# Data to process:
* * * * * * *

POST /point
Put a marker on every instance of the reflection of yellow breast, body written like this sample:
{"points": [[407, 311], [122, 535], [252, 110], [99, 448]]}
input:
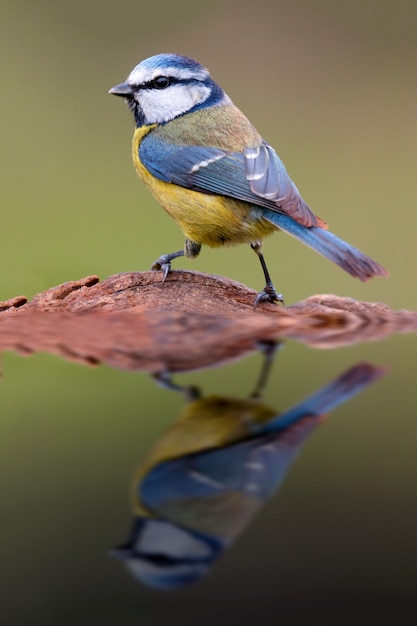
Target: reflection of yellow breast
{"points": [[204, 218]]}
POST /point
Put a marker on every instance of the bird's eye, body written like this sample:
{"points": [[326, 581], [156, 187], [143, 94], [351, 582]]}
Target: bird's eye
{"points": [[160, 82]]}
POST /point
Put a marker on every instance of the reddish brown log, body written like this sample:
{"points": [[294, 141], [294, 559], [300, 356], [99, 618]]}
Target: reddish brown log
{"points": [[133, 321]]}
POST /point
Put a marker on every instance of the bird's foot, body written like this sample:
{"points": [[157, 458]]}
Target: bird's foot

* * * * * * *

# Your task:
For each line in the data that holds the word "like", copy the line.

# The completed task:
Put a marker on every instance of the reflection of yellow breast, body written like this sample:
Put a marker on every instance of the bird's eye, body written like this sample:
Put a marker on every instance of the reddish brown log, body written like this sample:
Put a marker on every instance of the bird's foot, body written like this sample:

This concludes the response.